| TASK GOAL |
Which lines in the data contain the word "below"? Please copy each of them.

++++ SOURCE DATA

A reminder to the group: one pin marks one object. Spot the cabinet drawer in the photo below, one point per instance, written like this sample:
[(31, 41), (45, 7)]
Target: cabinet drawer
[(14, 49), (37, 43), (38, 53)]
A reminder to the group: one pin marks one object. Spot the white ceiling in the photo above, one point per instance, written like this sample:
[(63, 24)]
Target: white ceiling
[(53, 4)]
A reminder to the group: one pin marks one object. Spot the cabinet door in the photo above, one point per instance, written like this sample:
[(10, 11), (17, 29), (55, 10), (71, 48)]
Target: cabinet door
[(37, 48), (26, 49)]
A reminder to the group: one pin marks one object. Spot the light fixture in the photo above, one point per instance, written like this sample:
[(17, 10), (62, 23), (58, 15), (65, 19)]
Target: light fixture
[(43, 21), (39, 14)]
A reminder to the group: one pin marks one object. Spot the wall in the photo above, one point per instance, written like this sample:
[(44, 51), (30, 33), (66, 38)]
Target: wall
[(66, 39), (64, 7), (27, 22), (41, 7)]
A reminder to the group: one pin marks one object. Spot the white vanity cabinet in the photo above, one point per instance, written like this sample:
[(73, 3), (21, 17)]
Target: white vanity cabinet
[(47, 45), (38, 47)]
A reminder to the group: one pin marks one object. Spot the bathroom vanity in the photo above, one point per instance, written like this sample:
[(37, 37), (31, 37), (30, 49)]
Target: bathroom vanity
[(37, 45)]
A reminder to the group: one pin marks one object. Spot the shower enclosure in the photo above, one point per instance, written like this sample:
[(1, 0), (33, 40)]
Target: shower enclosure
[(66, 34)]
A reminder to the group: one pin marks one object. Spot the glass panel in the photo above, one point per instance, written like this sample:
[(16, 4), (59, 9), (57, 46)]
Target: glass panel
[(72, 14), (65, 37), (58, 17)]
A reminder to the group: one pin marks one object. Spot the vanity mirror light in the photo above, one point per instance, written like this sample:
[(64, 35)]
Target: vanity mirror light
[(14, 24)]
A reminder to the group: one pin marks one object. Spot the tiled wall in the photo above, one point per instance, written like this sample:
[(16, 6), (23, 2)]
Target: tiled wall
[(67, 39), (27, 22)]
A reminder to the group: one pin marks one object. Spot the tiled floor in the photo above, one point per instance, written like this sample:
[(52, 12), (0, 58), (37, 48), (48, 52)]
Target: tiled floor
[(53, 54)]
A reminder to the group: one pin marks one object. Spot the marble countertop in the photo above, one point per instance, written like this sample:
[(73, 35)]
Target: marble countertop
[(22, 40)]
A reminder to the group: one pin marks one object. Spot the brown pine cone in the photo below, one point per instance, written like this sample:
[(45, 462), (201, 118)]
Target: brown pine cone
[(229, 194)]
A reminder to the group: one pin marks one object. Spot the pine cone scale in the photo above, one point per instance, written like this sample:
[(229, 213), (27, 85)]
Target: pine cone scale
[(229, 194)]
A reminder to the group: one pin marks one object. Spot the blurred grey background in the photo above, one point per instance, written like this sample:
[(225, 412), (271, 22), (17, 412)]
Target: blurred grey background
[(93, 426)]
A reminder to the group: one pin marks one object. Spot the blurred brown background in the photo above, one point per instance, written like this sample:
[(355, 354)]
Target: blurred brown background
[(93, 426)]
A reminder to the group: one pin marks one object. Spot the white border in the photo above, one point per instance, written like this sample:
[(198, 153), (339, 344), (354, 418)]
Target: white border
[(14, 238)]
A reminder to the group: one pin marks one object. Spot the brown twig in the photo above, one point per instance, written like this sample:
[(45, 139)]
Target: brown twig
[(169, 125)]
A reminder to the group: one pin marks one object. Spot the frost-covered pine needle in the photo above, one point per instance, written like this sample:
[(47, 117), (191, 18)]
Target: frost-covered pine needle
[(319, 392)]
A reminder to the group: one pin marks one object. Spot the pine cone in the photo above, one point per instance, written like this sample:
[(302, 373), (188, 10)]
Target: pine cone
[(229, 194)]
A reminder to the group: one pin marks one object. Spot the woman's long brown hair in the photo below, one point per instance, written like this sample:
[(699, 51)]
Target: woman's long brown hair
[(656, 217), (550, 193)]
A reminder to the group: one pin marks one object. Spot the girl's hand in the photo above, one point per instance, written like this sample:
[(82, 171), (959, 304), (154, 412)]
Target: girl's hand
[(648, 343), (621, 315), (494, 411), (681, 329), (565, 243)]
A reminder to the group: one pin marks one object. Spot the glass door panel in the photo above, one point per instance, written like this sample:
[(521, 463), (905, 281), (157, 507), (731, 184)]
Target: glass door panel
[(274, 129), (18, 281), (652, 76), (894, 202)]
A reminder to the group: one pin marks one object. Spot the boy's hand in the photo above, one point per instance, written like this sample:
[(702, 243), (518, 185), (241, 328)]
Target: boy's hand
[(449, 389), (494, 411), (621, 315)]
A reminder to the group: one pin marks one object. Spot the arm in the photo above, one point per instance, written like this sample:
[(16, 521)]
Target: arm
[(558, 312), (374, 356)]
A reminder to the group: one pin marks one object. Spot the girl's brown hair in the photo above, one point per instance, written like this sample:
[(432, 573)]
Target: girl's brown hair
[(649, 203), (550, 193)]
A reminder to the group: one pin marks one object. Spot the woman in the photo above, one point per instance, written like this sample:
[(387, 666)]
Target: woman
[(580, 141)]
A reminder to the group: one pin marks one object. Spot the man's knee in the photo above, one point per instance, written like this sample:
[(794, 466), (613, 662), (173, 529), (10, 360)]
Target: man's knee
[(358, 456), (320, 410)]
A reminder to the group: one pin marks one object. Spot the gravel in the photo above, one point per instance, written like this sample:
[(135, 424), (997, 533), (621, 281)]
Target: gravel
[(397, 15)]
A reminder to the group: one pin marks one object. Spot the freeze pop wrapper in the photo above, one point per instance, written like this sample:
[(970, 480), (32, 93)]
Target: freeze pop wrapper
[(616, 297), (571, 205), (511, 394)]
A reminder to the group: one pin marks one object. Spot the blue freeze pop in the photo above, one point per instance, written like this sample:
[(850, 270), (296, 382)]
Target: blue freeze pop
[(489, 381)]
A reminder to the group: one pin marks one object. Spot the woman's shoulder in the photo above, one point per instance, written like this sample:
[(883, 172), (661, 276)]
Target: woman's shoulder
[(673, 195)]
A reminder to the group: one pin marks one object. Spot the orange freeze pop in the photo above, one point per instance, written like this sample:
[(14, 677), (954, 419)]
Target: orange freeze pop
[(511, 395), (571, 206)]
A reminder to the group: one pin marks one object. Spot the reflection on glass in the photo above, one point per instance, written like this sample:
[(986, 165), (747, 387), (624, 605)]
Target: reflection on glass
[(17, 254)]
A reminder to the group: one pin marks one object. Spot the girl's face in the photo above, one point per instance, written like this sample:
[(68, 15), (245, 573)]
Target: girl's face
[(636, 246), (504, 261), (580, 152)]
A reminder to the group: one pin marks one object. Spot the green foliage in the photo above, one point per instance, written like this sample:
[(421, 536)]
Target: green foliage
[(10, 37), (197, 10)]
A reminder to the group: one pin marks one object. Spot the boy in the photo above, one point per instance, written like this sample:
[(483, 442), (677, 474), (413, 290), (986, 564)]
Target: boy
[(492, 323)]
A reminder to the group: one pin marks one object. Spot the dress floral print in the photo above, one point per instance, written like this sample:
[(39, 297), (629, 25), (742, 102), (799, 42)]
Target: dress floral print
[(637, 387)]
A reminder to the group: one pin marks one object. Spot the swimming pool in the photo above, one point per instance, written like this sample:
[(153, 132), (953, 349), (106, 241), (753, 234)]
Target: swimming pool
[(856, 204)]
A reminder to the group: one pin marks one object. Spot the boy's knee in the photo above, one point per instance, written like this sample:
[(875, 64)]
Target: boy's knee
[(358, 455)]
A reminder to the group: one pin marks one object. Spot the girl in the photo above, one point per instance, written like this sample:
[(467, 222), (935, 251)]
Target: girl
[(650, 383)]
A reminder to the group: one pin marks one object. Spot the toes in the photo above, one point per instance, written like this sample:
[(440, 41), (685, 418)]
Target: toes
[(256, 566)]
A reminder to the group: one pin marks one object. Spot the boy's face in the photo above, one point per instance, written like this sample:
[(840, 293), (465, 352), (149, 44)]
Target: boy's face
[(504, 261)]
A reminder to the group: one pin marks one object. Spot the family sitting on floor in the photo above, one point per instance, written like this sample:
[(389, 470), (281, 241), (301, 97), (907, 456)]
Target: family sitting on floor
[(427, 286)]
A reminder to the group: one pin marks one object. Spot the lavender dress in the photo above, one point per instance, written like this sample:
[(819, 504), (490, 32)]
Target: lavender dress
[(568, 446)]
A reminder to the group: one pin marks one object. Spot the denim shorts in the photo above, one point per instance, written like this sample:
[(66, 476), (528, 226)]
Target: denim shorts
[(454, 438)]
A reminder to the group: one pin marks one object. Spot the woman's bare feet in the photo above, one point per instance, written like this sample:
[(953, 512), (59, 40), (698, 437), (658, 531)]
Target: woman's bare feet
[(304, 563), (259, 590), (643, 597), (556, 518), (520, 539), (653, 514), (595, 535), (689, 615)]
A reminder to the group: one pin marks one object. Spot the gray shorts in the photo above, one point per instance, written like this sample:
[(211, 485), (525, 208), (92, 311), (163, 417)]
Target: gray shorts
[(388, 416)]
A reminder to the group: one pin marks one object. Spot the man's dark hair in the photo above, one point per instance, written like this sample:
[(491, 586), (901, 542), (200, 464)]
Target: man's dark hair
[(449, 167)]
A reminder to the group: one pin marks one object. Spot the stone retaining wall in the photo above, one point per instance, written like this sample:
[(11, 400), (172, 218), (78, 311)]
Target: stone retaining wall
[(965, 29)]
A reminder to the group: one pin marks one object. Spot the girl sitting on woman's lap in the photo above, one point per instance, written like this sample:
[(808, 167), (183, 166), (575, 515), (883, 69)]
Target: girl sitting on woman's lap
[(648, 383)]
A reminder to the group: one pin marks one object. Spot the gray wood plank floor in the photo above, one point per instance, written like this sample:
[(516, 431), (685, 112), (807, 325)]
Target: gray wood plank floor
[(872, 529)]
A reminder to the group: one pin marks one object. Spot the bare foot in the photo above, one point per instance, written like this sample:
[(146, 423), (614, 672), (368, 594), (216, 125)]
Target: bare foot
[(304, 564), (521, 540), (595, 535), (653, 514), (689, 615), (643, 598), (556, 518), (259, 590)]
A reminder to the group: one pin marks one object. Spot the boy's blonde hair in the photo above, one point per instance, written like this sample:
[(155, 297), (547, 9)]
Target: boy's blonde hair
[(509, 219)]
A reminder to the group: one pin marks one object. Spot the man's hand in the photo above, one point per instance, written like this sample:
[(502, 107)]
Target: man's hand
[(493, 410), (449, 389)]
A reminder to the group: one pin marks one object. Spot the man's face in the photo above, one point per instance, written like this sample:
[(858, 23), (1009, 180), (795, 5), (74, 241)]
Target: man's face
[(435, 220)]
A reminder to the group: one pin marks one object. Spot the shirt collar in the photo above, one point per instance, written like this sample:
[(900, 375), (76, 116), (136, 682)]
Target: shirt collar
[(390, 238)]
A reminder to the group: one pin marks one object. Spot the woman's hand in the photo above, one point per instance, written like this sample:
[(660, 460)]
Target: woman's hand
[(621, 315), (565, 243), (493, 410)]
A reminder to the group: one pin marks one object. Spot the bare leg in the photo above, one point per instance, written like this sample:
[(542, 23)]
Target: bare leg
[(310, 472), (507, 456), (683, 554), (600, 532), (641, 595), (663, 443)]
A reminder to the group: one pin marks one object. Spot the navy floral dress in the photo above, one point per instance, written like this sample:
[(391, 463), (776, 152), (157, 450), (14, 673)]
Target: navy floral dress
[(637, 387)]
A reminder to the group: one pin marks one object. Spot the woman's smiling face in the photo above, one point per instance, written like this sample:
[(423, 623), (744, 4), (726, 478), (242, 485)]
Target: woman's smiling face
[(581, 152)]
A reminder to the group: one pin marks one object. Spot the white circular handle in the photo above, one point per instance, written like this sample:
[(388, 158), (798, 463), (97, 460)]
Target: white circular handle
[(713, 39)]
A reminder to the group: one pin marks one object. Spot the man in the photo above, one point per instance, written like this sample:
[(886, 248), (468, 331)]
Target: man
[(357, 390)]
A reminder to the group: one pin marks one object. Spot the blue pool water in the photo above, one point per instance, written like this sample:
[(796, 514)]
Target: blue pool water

++++++++

| SOLUTION |
A reminder to the group: one pin marks one object. Spot the cabinet drawer in the photo below, one point per instance, written like this sample:
A reminder to the group: one pin marks one object. Spot the brown pine cone in the photo below, one point per instance, written like this sample:
A reminder to the group: one pin marks one object. Spot the woman's long brown hair in the photo below, one point per instance, written like this sample:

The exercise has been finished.